- **Assigned task**
Whenever the string "roof" appears in a line below, please copy the line out.

- **Exercise materials**
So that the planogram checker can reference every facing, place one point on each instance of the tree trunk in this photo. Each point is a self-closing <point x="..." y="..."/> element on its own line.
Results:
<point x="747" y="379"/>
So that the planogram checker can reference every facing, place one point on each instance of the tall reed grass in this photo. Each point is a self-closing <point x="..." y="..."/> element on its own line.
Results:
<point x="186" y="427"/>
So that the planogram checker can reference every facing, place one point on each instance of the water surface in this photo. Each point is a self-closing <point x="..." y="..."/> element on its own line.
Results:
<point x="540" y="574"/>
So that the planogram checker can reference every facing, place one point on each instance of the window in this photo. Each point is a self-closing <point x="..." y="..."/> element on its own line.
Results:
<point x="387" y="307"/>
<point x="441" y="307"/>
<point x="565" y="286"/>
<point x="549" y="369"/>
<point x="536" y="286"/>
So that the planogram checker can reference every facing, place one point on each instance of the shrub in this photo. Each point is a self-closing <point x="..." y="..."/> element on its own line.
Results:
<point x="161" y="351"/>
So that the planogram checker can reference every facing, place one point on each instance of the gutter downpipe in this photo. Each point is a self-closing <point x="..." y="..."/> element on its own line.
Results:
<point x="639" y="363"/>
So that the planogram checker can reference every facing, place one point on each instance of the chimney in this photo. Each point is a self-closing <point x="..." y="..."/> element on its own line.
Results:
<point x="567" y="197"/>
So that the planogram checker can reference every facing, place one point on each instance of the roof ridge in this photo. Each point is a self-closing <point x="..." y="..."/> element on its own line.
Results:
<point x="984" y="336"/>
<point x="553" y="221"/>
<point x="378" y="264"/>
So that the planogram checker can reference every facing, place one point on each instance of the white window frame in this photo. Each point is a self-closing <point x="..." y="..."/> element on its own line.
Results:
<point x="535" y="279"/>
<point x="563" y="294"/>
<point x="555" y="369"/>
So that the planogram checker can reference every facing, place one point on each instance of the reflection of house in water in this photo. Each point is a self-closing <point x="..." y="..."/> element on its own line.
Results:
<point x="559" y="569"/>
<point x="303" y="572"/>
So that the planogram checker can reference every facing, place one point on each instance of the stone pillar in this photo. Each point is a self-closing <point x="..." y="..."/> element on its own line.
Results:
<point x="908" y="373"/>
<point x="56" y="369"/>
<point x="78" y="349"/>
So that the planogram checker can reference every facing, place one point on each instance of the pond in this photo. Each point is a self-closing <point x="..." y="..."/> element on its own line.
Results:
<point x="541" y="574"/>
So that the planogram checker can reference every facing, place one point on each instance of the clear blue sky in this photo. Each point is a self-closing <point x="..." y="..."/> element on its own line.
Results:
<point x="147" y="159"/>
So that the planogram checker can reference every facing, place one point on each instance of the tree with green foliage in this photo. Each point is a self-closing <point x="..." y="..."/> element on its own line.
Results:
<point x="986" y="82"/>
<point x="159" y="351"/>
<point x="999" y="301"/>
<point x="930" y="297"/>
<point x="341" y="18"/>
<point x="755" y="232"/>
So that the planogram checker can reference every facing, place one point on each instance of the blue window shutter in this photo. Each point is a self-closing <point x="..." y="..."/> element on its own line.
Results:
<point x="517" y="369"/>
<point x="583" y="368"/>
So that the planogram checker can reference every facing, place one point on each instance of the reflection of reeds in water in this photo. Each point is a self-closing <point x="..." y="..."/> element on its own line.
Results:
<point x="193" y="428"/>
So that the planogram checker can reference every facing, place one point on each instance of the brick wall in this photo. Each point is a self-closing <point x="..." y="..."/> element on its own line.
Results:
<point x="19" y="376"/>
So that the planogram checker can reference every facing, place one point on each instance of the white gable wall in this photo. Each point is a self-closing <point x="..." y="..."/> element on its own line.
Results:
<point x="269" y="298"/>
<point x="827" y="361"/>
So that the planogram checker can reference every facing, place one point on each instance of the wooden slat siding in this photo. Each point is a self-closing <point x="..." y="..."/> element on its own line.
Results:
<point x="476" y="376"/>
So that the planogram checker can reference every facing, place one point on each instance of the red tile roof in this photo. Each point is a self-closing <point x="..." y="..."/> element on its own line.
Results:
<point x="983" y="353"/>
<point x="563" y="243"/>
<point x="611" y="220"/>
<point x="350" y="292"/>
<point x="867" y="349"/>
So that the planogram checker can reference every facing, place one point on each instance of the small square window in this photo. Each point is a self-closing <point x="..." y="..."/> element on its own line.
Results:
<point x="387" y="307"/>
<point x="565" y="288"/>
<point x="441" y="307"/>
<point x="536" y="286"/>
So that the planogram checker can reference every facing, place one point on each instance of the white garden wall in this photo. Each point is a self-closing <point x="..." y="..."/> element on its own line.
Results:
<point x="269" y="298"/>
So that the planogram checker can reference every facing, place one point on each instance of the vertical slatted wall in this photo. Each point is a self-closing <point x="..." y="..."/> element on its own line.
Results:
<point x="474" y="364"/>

- **The completed task**
So that the planogram checker can reference every facing, place one point on each instance of the roof ridge in this photo. Each point is a self-closing <point x="..." y="..."/> element on its own line.
So that the planogram checker can reference every facing, place one point on each instance of the red tile roof in this photo. Each point is a self-closing <point x="..." y="..."/> element on its own line.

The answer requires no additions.